## REQUIREMENTS
Find every line in the rows that contains the string "shoe" and copy each one. Case counts.

(Collected data entries)
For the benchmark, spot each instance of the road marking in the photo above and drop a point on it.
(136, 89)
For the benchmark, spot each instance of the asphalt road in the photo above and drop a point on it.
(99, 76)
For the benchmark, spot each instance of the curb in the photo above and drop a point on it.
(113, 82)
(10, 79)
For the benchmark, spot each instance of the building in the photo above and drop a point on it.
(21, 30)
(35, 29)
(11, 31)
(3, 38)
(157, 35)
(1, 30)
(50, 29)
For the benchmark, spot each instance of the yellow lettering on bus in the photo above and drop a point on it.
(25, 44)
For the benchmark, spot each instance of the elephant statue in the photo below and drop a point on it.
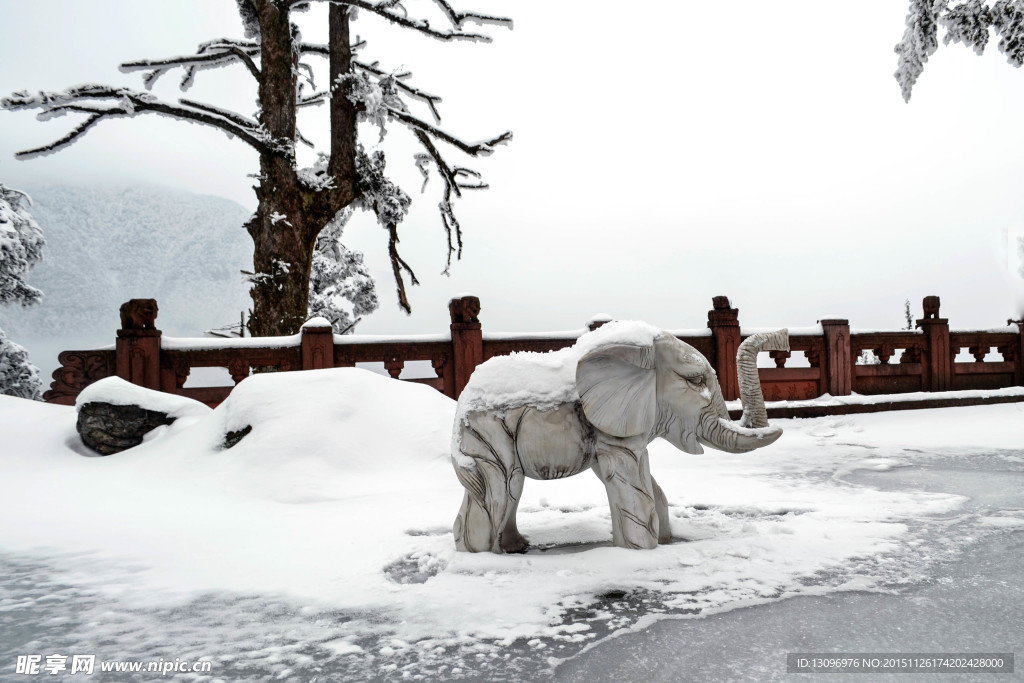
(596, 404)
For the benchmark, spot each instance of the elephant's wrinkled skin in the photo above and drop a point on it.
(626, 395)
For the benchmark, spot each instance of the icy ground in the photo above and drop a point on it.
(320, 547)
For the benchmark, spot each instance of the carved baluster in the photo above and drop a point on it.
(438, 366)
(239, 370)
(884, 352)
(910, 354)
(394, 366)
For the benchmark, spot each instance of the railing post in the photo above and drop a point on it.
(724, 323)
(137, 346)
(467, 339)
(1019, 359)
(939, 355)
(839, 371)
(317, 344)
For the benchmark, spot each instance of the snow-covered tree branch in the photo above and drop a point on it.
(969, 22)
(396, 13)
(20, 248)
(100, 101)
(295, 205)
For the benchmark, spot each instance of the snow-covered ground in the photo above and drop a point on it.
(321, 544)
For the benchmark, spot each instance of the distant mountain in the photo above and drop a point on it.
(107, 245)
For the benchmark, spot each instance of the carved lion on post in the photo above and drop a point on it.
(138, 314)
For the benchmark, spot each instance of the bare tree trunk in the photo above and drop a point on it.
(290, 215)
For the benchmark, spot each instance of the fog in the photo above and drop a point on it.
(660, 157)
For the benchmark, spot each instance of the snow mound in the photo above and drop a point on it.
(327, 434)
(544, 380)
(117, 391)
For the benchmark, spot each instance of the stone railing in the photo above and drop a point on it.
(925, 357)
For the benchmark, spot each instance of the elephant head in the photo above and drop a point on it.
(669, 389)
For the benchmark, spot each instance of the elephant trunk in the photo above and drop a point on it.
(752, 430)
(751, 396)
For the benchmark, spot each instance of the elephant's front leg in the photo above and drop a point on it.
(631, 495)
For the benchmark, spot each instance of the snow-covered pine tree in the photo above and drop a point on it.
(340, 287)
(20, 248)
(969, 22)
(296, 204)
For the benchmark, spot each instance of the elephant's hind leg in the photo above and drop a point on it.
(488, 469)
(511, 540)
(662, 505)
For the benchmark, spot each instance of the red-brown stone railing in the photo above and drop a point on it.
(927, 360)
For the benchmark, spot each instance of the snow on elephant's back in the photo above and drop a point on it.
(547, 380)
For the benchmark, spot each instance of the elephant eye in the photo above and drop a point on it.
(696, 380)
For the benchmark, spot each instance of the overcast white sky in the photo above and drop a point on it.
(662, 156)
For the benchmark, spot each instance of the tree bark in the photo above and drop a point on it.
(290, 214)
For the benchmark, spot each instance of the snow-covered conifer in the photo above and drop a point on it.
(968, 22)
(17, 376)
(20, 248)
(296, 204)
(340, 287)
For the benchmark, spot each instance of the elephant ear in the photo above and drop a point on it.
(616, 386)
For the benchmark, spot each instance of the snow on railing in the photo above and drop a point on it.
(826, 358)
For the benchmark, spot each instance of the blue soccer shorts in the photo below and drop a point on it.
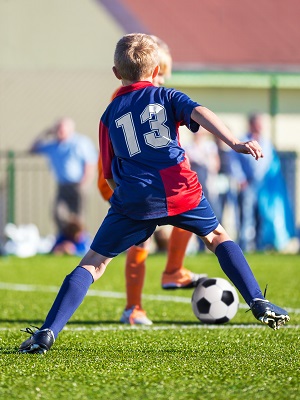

---

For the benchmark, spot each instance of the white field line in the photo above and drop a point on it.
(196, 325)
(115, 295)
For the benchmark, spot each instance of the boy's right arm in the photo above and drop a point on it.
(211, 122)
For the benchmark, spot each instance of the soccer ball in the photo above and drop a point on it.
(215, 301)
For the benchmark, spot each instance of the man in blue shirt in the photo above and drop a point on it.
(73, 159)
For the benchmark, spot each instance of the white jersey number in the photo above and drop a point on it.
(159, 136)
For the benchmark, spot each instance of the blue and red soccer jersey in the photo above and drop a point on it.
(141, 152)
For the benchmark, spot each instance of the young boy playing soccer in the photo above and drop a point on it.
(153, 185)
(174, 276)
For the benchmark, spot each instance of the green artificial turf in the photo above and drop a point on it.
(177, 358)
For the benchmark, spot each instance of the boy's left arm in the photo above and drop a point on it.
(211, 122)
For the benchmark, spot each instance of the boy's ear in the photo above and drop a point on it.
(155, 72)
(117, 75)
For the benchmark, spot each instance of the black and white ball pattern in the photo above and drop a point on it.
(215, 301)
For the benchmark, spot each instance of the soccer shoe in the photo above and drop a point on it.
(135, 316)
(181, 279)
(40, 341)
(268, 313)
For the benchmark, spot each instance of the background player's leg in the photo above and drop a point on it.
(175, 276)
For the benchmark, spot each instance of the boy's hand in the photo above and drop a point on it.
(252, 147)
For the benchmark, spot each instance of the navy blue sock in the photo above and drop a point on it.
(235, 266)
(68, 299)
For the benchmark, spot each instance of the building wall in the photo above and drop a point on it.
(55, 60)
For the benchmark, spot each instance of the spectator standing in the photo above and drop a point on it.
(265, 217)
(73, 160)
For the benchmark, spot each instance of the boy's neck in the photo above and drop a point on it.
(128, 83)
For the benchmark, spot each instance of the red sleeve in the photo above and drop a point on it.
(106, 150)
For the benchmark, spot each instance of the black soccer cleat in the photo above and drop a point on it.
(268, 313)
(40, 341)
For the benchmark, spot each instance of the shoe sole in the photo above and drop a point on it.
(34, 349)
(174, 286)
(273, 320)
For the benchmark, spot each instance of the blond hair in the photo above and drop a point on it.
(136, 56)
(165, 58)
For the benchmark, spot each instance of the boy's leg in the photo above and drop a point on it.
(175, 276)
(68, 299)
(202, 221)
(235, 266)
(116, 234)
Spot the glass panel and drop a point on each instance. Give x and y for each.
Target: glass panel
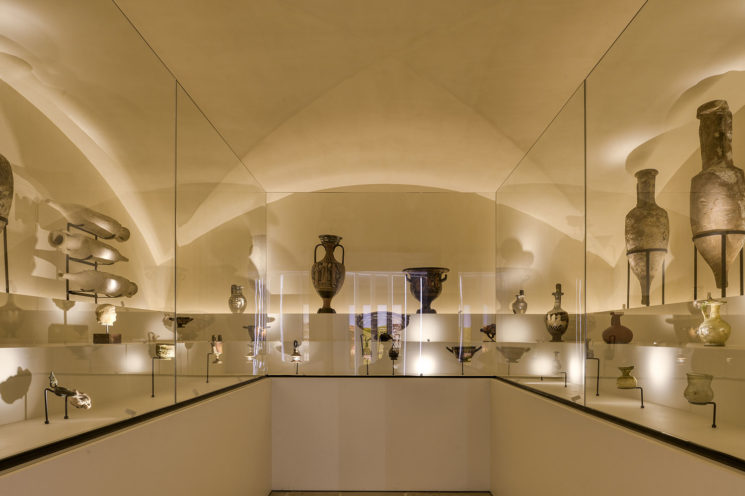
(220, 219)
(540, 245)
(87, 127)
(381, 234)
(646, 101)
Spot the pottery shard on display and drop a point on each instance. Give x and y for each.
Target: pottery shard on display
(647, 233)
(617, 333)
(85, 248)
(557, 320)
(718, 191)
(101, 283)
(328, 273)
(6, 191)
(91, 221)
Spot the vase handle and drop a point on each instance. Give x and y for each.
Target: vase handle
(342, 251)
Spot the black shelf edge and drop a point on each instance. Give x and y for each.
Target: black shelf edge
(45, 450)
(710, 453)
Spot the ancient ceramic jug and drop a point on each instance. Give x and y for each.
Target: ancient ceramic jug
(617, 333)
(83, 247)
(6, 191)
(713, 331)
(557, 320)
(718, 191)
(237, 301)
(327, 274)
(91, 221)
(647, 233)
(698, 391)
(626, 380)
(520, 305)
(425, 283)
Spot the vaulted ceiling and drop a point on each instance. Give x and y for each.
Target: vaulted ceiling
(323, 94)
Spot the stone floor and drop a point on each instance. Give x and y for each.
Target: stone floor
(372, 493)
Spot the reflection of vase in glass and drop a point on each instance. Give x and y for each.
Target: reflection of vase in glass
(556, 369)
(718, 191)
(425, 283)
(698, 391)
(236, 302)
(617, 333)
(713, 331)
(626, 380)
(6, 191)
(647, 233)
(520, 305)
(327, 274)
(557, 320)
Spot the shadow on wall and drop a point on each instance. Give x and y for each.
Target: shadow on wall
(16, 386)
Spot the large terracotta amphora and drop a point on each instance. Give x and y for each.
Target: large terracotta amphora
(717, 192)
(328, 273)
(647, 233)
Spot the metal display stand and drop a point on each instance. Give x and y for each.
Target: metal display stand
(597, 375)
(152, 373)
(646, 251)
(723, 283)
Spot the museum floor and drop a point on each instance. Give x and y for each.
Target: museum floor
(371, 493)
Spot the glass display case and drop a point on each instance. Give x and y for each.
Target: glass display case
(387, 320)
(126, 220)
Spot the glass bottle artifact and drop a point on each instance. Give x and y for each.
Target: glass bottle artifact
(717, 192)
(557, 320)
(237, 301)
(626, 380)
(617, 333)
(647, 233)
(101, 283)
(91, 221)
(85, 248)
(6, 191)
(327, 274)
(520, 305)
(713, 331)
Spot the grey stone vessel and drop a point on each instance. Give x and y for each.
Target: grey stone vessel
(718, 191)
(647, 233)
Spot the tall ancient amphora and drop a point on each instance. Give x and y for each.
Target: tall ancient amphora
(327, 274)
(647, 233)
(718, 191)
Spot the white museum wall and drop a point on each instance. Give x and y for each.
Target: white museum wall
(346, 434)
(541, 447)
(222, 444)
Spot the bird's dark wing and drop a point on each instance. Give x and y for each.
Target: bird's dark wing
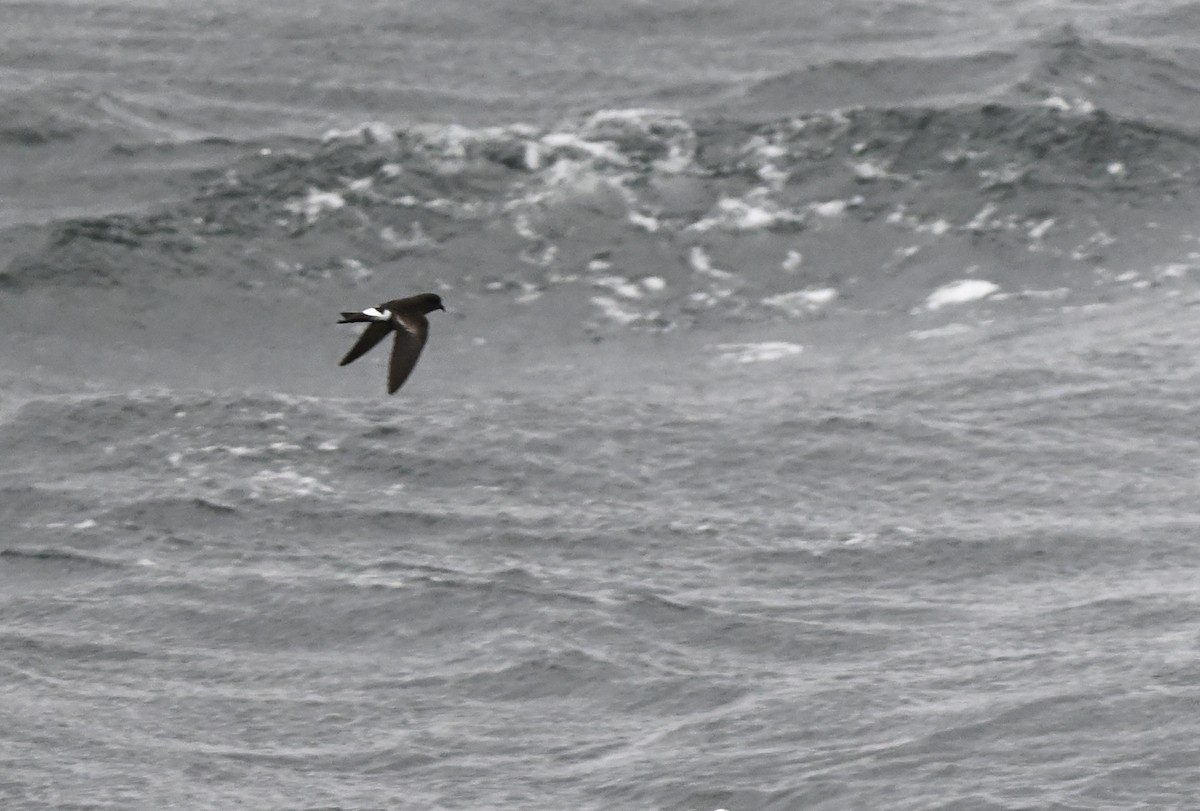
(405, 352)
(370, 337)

...

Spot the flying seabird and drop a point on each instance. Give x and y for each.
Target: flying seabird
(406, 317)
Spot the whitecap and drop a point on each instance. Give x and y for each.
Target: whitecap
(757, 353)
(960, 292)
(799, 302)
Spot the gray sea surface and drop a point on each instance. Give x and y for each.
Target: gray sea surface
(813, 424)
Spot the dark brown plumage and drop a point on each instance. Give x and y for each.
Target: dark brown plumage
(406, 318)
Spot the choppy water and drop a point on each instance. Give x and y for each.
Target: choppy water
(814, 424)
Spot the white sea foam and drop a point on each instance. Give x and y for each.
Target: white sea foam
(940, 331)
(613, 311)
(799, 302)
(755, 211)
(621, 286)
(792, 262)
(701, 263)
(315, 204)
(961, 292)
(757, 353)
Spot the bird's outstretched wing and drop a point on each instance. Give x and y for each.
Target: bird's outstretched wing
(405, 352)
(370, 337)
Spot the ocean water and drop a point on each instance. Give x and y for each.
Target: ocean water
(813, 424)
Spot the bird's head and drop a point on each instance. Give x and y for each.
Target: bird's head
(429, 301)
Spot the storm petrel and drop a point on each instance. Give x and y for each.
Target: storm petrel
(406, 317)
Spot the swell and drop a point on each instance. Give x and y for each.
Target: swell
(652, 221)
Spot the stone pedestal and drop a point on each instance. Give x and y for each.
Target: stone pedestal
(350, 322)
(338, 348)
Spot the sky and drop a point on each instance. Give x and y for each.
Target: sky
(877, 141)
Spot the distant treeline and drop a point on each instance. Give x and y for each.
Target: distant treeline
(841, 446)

## COMPLETE RESPONSE
For the benchmark, spot each instance of the soccer shoe in the photo above and drop a point on it.
For the benchmark, spot each instance of the shoe sole in the photo above and drop a point on it.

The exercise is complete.